Rewrite the material from the line with "Category: stone bar base" through the end, swapping "Category" for "Class" and leaving everything else unchanged.

**Data supplied:**
▬▬▬

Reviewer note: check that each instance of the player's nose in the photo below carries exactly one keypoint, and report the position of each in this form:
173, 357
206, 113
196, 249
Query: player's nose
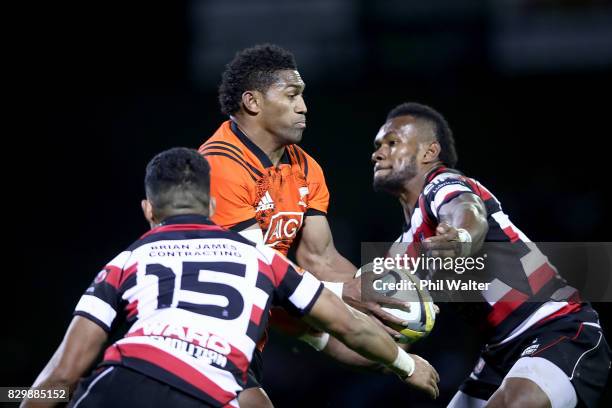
300, 106
377, 156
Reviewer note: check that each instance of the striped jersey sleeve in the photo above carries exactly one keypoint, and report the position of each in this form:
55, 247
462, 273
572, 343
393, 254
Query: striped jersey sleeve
101, 302
294, 289
443, 189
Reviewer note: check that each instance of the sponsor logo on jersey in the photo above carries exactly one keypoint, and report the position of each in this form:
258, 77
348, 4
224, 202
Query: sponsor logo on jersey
101, 276
283, 225
200, 345
479, 366
530, 350
266, 203
303, 193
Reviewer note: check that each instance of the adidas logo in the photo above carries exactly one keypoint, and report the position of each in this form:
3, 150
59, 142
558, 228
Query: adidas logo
266, 203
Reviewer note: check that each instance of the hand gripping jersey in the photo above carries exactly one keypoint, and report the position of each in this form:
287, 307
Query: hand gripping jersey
197, 298
249, 188
521, 278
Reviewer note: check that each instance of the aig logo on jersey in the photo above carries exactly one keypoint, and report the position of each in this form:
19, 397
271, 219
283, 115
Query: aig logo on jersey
283, 225
531, 349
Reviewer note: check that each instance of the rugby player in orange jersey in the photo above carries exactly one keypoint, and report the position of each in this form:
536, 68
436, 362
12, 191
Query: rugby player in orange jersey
268, 189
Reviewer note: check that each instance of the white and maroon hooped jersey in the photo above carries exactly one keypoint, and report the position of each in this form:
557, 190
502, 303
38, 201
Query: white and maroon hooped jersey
197, 298
518, 273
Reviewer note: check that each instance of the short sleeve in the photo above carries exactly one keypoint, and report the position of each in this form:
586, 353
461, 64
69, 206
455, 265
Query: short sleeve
317, 188
101, 301
232, 190
443, 189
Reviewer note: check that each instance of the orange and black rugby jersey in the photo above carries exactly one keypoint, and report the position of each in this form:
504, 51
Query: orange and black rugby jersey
249, 188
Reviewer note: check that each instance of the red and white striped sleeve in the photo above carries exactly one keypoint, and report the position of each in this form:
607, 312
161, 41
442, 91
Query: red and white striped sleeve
101, 301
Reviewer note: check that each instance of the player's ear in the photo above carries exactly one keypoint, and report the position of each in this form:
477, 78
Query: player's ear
147, 210
212, 206
251, 100
432, 152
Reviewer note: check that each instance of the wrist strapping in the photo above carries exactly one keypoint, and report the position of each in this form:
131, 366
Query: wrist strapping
335, 287
466, 241
317, 341
403, 362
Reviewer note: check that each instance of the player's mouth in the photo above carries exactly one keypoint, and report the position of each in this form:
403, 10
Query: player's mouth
378, 168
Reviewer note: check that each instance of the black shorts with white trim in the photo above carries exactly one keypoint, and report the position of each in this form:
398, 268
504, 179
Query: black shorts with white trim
574, 342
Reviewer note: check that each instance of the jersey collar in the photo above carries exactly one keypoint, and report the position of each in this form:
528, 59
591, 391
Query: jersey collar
187, 219
263, 158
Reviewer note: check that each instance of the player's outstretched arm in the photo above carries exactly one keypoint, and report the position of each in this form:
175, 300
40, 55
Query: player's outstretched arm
462, 229
359, 332
79, 349
317, 254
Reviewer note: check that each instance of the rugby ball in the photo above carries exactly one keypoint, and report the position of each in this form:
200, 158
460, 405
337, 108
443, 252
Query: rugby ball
421, 316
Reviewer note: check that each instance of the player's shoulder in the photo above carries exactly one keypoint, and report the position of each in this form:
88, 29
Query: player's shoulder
443, 177
223, 143
311, 168
227, 156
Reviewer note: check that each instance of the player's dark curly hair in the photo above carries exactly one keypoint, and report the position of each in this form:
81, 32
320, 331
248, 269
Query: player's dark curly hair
178, 178
448, 153
252, 69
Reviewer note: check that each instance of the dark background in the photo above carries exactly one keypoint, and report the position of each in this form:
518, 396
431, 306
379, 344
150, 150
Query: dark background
104, 87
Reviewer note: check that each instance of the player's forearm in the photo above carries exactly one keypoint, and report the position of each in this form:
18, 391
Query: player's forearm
470, 217
328, 265
367, 339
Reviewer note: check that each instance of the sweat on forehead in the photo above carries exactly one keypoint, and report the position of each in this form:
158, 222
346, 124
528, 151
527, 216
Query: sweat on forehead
406, 126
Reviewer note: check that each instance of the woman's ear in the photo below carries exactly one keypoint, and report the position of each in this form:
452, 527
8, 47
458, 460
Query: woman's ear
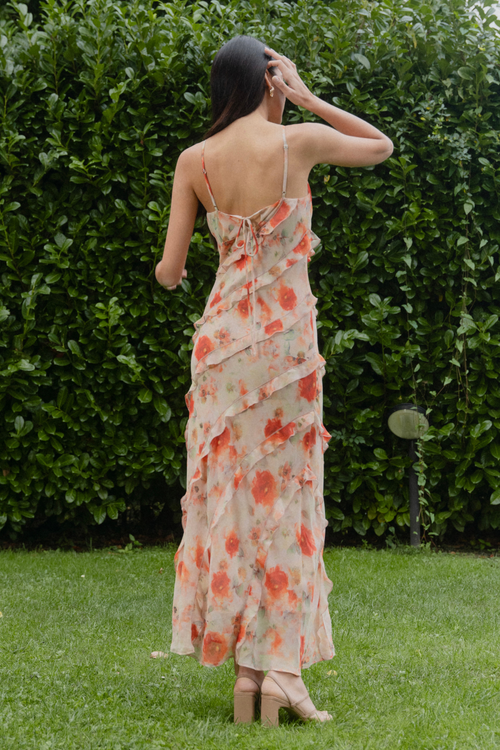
268, 79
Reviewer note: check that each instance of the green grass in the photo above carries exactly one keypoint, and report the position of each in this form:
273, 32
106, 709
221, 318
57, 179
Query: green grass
417, 666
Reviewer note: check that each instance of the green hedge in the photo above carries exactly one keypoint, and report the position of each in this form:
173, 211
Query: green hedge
98, 98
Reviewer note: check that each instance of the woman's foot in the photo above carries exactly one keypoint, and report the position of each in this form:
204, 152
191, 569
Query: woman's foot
246, 693
248, 680
290, 688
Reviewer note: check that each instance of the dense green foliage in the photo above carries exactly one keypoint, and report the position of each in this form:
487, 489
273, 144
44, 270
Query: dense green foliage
98, 98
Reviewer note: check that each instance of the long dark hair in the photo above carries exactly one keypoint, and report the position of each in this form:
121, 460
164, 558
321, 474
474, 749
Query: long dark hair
237, 80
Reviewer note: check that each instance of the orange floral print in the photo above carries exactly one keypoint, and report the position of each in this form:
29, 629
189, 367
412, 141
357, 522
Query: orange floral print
215, 299
271, 426
250, 580
306, 541
276, 582
243, 308
274, 327
221, 442
264, 488
287, 297
220, 584
203, 347
214, 648
309, 439
307, 387
232, 544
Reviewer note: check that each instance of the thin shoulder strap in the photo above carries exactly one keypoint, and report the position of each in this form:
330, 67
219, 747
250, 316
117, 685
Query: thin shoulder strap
285, 165
205, 174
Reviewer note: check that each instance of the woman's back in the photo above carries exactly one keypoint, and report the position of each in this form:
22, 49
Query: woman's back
245, 164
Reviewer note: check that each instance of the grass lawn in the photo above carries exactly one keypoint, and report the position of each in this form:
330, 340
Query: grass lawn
417, 636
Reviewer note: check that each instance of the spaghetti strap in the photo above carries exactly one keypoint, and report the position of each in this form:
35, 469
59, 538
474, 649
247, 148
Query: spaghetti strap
205, 174
285, 164
285, 169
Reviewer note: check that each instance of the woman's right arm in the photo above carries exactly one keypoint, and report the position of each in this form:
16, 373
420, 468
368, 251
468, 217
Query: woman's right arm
350, 142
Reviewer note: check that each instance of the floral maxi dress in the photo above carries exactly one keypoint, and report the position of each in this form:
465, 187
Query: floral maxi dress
250, 578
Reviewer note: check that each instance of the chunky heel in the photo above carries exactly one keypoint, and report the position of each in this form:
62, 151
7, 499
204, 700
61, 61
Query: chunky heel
269, 710
244, 708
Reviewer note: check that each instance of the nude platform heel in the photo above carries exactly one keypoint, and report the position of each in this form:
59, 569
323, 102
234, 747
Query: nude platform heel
271, 704
244, 704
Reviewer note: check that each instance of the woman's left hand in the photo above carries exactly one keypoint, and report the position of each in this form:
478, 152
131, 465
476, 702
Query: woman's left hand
183, 276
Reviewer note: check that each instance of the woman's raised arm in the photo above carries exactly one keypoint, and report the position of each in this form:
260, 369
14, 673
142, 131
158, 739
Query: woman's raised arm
170, 270
350, 142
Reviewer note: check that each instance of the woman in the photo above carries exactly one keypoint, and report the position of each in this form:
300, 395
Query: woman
250, 579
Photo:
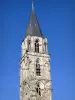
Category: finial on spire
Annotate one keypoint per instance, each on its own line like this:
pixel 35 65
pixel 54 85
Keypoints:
pixel 32 4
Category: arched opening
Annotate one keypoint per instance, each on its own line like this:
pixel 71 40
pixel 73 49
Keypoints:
pixel 36 46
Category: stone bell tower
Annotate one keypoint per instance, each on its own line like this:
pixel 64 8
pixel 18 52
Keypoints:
pixel 35 76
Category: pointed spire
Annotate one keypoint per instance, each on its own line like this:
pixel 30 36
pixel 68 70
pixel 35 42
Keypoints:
pixel 32 4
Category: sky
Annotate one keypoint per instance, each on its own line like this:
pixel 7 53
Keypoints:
pixel 57 22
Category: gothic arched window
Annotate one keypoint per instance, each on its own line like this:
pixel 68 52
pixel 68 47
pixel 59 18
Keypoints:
pixel 29 44
pixel 36 46
pixel 38 89
pixel 37 67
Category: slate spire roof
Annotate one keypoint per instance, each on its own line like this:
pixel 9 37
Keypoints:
pixel 33 28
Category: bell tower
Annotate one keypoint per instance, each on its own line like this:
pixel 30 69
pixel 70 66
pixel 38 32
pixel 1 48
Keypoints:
pixel 35 76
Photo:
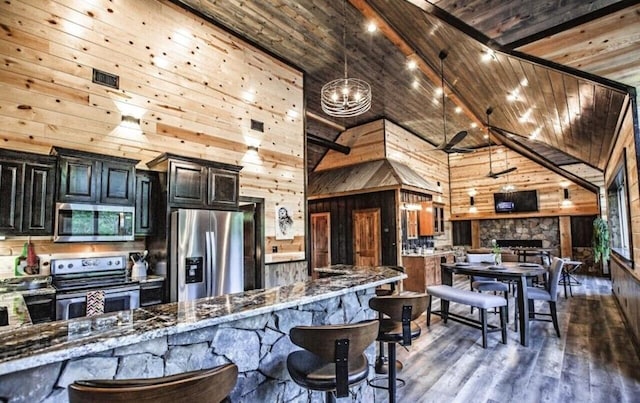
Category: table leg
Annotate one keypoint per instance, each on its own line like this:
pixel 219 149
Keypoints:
pixel 523 309
pixel 447 279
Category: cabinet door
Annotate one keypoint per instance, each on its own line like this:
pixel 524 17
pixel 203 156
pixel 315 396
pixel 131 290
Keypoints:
pixel 146 186
pixel 187 184
pixel 117 183
pixel 37 218
pixel 223 187
pixel 79 180
pixel 11 185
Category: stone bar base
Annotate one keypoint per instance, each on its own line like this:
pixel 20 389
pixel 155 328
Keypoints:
pixel 259 345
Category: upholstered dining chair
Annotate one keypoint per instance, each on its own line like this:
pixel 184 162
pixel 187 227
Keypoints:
pixel 549 293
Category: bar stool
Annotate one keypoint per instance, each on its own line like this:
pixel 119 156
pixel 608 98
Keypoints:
pixel 333 358
pixel 397 328
pixel 381 364
pixel 206 386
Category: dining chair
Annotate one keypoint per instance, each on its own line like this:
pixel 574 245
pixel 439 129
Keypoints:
pixel 549 294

▬▬▬

**Final answer:**
Class: stone bar base
Annotate one keypoint per instance, each on its own line like this:
pixel 20 389
pixel 155 328
Keypoints:
pixel 259 345
Class: upholstered dining chair
Annotate one keypoint per instance, each on its own line like this:
pixel 184 162
pixel 187 227
Keypoints:
pixel 549 293
Class: bar stool
Annotate one keypoint per instance, each on its own line like this:
pixel 119 156
pixel 608 98
Keypoints:
pixel 333 358
pixel 397 328
pixel 381 364
pixel 206 386
Class: dining chair
Annotate one keypoint per instance, each on its own line like this:
pixel 574 245
pixel 439 129
Keypoints:
pixel 549 294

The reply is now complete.